-- Start TEXT EXTRACT --
So, the item added to my notepad was "Write C multicore enabled JSON minifier". I haven't yet figured out how I'll manage that, the gut feeling was to partition the file in X bits, search for the first recognizable JSON construct (or potential JSON construct) and process the segments in parallel. I think the only certain JSON construct you can find when starting at a random location are the escaped characters in a string, like
\" \\ \/ \b \f \n \r \t \uXXXX
That may be a bit limiting though so I guess you could also gamble on things like { and [ but that means you will have to throw away the results if it doesn't line up (i.e. is inside a string).

Well anyways, it'll be an interesting task. If there's already one out there that I don't know of please let me know. And should you beat me to it then that's great... the todo list is growing a bit too long in any instance.

Anyways, there's quite a large update to Emberwind with heaps of new game objects. Tutorial cards that should explain the controls etc. It runs great. The internal build of Opera I tested it in today runs at close to 120 fps. Not bad at all.

So what's next for Emberwind? Well I don't expect I'll be adding much more gameplay to it, but I do plan on turning it into a full fledged canvas performance test. What I want to do is to get rid of whatever javascript overhead there is in the demo by adding another render device implementation to it that just records all the draw-calls in a long array and dumps that to a file. I'll then write a really simple little js-app that reads the array and executes the draw-calls as quickly as it can, much like the Quake demo's. It'll be a great tool to use to profile and optimize Opera with.
-- End TEXT EXTRACT --
-- Start SUPPLIED INFORMATION --
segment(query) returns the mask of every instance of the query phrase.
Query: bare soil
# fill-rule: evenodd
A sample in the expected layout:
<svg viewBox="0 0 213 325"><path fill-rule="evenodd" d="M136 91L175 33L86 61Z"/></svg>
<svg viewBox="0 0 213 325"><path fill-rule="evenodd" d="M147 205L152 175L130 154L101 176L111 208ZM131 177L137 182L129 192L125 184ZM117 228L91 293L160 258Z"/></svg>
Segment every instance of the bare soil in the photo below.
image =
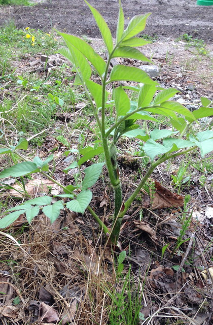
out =
<svg viewBox="0 0 213 325"><path fill-rule="evenodd" d="M91 0L103 15L115 36L118 16L117 0ZM126 25L137 14L152 13L145 34L156 35L161 39L174 39L188 33L210 43L213 39L213 6L196 6L196 0L123 0ZM0 8L0 25L10 19L19 28L28 26L90 37L100 37L95 21L83 0L48 0L32 7L3 7Z"/></svg>

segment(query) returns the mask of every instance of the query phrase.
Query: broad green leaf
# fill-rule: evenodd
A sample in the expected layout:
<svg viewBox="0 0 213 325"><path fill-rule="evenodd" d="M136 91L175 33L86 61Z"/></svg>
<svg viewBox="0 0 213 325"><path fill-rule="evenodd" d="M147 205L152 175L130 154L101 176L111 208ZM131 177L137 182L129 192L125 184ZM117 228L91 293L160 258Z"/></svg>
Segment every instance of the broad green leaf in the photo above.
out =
-- End SUPPLIED INFORMATION --
* **DIRECTIONS**:
#1 Can you give every line of the records above as a Markdown table with the columns "Row" and "Record line", leaving out blank lines and any pictures?
#2 Could you carry the post about the JSON minifier and Emberwind further from its final sentence?

* **TASK ANSWERS**:
#1
| Row | Record line |
|---|---|
| 1 | segment(query) returns the mask of every instance of the query phrase. |
| 2 | Query: bare soil |
| 3 | # fill-rule: evenodd |
| 4 | A sample in the expected layout: |
| 5 | <svg viewBox="0 0 213 325"><path fill-rule="evenodd" d="M136 91L175 33L86 61Z"/></svg> |
| 6 | <svg viewBox="0 0 213 325"><path fill-rule="evenodd" d="M147 205L152 175L130 154L101 176L111 208ZM131 177L137 182L129 192L125 184ZM117 228L91 293L160 258Z"/></svg> |
| 7 | Segment every instance of the bare soil in the photo below. |
| 8 | image = |
| 9 | out = |
| 10 | <svg viewBox="0 0 213 325"><path fill-rule="evenodd" d="M91 0L103 15L115 36L118 16L117 0ZM126 25L137 14L152 13L145 34L156 35L161 39L174 39L188 33L210 43L213 39L213 6L196 6L196 0L123 0ZM0 8L0 25L10 19L19 28L28 26L90 37L100 37L95 21L83 0L48 0L32 7L3 7Z"/></svg> |
| 11 | segment(query) returns the mask of every instance of the query phrase. |
| 12 | Query: broad green leaf |
| 13 | # fill-rule: evenodd |
| 14 | A sample in the expected layout: |
| 15 | <svg viewBox="0 0 213 325"><path fill-rule="evenodd" d="M136 91L175 33L86 61Z"/></svg> |
| 16 | <svg viewBox="0 0 213 325"><path fill-rule="evenodd" d="M147 205L152 175L130 154L101 176L111 208ZM131 177L137 182L129 192L125 184ZM117 228L91 293L160 258Z"/></svg> |
| 17 | Segment every instance of the broad green leaf in the photo above. |
| 18 | out = |

#2
I'm also hopefully going to go to Austin next year to hold a talk about Emberwind and html5 game making at SXSW. Please take a moment and go check out my suggestion and give it a thumbs up if you'd like to see me there.



I'm going to be at the New Game Conference in San Francisco on November 2nd to do a talk on Emberwind (1pm). I'm really looking forward to that. There are a lot of great speakers there, Ken Russel (WebGL WG Chair) and Ben Vanik (author of WebGL Inspector) from google are going to be there to do a talk I'm really looking forward to, and of course EA sending Richard Hilleman is a great boost for making people take html5 as a game development platform seriously. There are many, many more great speakers, so if you have the time, go check it out!

I'll probably also be at the HTML5 party in Madrid... not entirely sure what the topic is for that talk yet, but we'll see smile

I think that's it for now. Don't hang around here, go make html5 games!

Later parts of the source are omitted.